Consigne 1: Recopiez le passage du texte de l'exposition qui commence par « Martin Tremblay, Stigmates, impression » et s'arrête après « des charpentiers-menuisiers formateurs. », en remplaçant « maisons » par « demeures ».
Consigne 2: Indiquez si chacune des affirmations suivantes concorde avec le texte de l'exposition. Répondez par oui ou par non et citez textuellement les mots qui tranchent. (a) Martin Tremblay est photographe à La Presse depuis 2002. (b) Kitcisakik comptait plus d'habitants en 2016 qu'en 2011. (c) Serge Gosselin a travaillé au journal L'Écho Abitibien jusqu'en 2019.

Extrait du document:
__________

Martin Tremblay
Photographe à La Presse depuis 2002, Martin Tremblay est reconnu pour ses reportages en terrain difficile. Il a couvert plusieurs conflits à travers le monde, notamment la guerre en République démocratique du Congo ainsi que la crise alimentaire au Niger. En 2018, le photographe remporte le prix du meilleur reportage au Concours canadien de journalisme pour son travail sur l’histoire des migrants à la frontière canadienne.
Dans le cadre de cette exposition, le photojournaliste propose une série de documents réalisés en 2016 sur les conditions de vie précaires de la communauté algonquine de Kitcisakik, près de Val-d’Or. Ses photographies contiennent une forte charge émotionnelle et expriment des sentiments humains oscillant entre la solitude, le désœuvrement et l'espoir.
Martin Tremblay, Fermé, impression au jet d’encre, 2016
Photographe au journal La Presse, Martin Tremblay a réalisé un reportage sur le village de Kitcisakik, situé au nord de la réserve faunique La Vérendrye en Abitibi-Témiscamingue. Depuis 1906, la communauté algonquine attend du ministère des Affaires autochtones et du Nord Canada le statut de réserve. Officiellement, les autochtones sont désignés comme des squatters vivant sur les terres de la Couronne provinciale et non sur les leurs. Quel paradoxe ! Les conditions de vie de la population sont désolantes. La plupart des maisons n’ont pas d’eau courante ni de desserte électrique. Le rêve d’un nouveau village relocalisé semblait en voie de se réaliser, mais un conflit entre deux clans a fait avorter le projet, ce qui a occasionné l’exode de plusieurs familles. En 2011, le nombre d’habitants totalisait 339 personnes contre 274 en 2016.
Martin Tremblay, Stigmates, impression au jet d’encre, 2016 – Cette image montre l’une des premières maisons construites par Hydro-Québec maintenant abandonnée.
Face à la dégradation des habitations et des conditions de vie de la population, l’organisme Architectes de l’urgence et de la coopération (AUC) s’est impliqué dès 2008 en rénovant et en construisant des habitations plus adaptées au climat hivernal. Axé sur la modernisation et la restauration, ce projet de l’AUC, financé en partie par des dons privés et des subventions, a permis la réhabilitation de 70 maisons entre 2008 et 2020. L’organisme a misé sur le transfert de compétences et l’acquisition d’habiletés par la main-d’œuvre locale. Tous les chantiers ont été supervisés par des architectes et des charpentiers-menuisiers formateurs.
Serge Gosselin
Originaire de la ville de Senneterre, Serge Gosselin pratique le photojournalisme au journal L’Écho Abitibien de 1980 à 1997. Par la suite, il effectue plusieurs voyages et réalise des reportages au Honduras, en République dominicaine, au Guatemala et à Cuba. Coopérant jusqu’en 2019 pour l’organisme Haïti-SED, il séjourne à trois reprises à Léogâne, une ville située à une quarantaine de kilomètres de Port-au-Prince. Dans le cadre de ses activités humanitaires, il produit une série de photographies avant et après le grand séisme de 2010. Les travaux de Serge Gosselin se situent dans la tradition de la photographie humaniste par la liaison du sujet photographié à son environnement social immédiat.

__________

Extrait des données:
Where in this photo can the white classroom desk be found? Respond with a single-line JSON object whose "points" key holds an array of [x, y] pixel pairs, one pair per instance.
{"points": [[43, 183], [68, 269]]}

__________

Réponse attendue 1:
Martin Tremblay, Stigmates, impression au jet d’encre, 2016 – Cette image montre l’une des premières demeures construites par Hydro-Québec maintenant abandonnée.
Face à la dégradation des habitations et des conditions de vie de la population, l’organisme Architectes de l’urgence et de la coopération (AUC) s’est impliqué dès 2008 en rénovant et en construisant des habitations plus adaptées au climat hivernal. Axé sur la modernisation et la restauration, ce projet de l’AUC, financé en partie par des dons privés et des subventions, a permis la réhabilitation de 70 demeures entre 2008 et 2020. L’organisme a misé sur le transfert de compétences et l’acquisition d’habiletés par la main-d’œuvre locale. Tous les chantiers ont été supervisés par des architectes et des charpentiers-menuisiers formateurs.

Réponse attendue 2:
(a) Oui : « Photographe à La Presse depuis 2002 ».
(b) Non : « En 2011, le nombre d’habitants totalisait 339 personnes contre 274 en 2016 ».
(c) Non : « pratique le photojournalisme au journal L’Écho Abitibien de 1980 à 1997 ».